- _ARTICLE_
··········

The Board may permit any option to be exercised for up to the total number of
Shares subject to the option, or grant an option which by its terms is
exercisable for up to the total number of Shares subject to the option, at any
time within one year after termination of employment, consistent with the above
provisions. The term "disability" shall for this purpose be defined as such term
is defined in Section 22(e)(3) of the Code.

         14. REORGANIZATIONS; DISSOLUTION.

                  (a) SUBSTITUTE OPTIONS. If by reason of a corporate merger,
consolidation, acquisition of property or stock, separation, reorganization, or
liquidation the Board shall authorize the issuance or assumption of a stock
option in a transaction to which Section 424(a) of the Code applies, then,
notwithstanding any other provision of the Plan, the Board may grant an option
upon such terms and conditions as it may deem appropriate for the purpose of
assumption of the old option, or substitution of a new option for the old
option, in conformity with the provisions of said Section 424(a) of the Code and
the Regulations thereunder, and any such option shall not reduce the number of
shares otherwise available for issuance under the Plan.



<PAGE>


                  (b) TERMINATION OF OPTIONS. In the event of a consolidation or
merger in which the Company is not the surviving corporation, a Change in
Control of the Company (as defined below) or the sale or transfer of all or
substantially all the Company's assets, the Board, in its sole discretion, may
(i) accelerate the exercisability, prior to the effective date of such merger,
consolidation, Change in Control or sale of assets, of all outstanding options
granted under the Plan (and redesignate as Nonqualified Options any options or
portions thereof that were originally designated as Incentive Options but that
no longer so qualify under Section 422 of the Code), (ii) arrange, if there is a
surviving or acquiring corporation, subject to consummation of the merger,
consolidation or sale of assets, to have that corporation or an affiliate of
that corporation grant to employees and other optionholders replacement options
with substantially similar or, if not adverse to the optionees, different
provisions with respect to exercisability (upon which grant the options granted
under the Plan shall immediately terminate and be of no further force or effect)

··········

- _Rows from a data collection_

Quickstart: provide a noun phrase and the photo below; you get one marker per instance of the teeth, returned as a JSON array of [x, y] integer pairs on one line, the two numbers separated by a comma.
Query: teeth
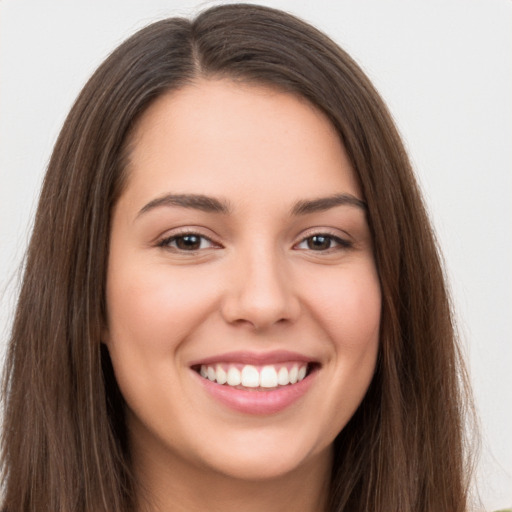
[[250, 377], [234, 378], [294, 374], [282, 377], [222, 376], [269, 376]]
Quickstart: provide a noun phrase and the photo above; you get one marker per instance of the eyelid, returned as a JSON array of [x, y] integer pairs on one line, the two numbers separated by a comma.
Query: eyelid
[[166, 239], [343, 242]]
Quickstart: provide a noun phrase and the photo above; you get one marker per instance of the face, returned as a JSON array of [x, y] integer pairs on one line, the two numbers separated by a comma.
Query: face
[[243, 300]]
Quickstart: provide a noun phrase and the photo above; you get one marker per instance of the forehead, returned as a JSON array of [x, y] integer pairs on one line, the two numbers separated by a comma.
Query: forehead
[[216, 137]]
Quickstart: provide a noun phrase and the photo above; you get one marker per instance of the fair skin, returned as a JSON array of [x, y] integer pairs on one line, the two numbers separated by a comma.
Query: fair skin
[[222, 258]]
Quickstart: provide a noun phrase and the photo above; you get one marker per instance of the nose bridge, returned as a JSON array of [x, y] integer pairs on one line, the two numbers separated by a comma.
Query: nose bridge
[[261, 293]]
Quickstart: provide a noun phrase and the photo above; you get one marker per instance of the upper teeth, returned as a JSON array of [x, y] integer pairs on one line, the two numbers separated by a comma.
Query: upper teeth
[[250, 376]]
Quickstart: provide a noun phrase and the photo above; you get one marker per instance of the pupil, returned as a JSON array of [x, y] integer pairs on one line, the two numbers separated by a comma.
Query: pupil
[[319, 242], [189, 242]]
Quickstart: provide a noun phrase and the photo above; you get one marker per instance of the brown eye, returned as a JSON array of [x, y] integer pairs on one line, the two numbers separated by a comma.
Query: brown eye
[[323, 242], [319, 242], [187, 242]]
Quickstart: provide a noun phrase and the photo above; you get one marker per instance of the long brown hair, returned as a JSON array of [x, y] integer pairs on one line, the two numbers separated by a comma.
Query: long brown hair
[[64, 440]]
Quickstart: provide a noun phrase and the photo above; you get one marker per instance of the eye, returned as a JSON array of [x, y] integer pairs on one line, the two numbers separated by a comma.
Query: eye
[[323, 242], [187, 242]]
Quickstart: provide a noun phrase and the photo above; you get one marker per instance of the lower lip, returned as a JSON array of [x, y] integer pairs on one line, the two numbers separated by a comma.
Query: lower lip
[[258, 402]]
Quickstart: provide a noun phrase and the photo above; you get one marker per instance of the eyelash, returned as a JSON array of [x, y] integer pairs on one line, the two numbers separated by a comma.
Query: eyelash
[[339, 243]]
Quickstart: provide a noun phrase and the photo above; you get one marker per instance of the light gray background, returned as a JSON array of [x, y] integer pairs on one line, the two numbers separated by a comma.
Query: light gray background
[[443, 66]]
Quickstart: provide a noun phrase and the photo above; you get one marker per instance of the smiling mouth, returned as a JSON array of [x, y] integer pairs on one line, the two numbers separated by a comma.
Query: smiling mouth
[[250, 377]]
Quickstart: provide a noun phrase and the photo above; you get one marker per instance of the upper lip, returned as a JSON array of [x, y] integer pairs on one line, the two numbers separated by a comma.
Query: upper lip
[[255, 358]]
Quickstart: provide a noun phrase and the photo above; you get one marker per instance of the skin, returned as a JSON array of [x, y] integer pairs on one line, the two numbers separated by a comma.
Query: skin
[[256, 282]]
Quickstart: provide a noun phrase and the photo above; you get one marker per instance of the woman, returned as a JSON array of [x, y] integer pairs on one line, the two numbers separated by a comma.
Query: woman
[[232, 296]]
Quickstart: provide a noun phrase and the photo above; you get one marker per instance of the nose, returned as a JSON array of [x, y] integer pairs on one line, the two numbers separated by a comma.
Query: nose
[[260, 292]]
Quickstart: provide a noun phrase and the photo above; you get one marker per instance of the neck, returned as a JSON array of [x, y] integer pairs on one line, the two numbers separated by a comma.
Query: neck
[[182, 487]]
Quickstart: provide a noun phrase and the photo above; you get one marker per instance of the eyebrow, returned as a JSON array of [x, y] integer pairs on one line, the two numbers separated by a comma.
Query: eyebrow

··········

- _REQUIRED TASKS_
**1)** Write down the stretch of the stock option plan excerpt from "The Board may permit" through "of the Code.", word for word.
**2)** In the stock option plan excerpt, which section of the Code defines the term "disability"?
The rows have no connection to the stock option plan excerpt.

- _THE RESULTS_
**1)**
The Board may permit any option to be exercised for up to the total number of
Shares subject to the option, or grant an option which by its terms is
exercisable for up to the total number of Shares subject to the option, at any
time within one year after termination of employment, consistent with the above
provisions. The term "disability" shall for this purpose be defined as such term
is defined in Section 22(e)(3) of the Code.

**2)** Section 22(e)(3) of the Code.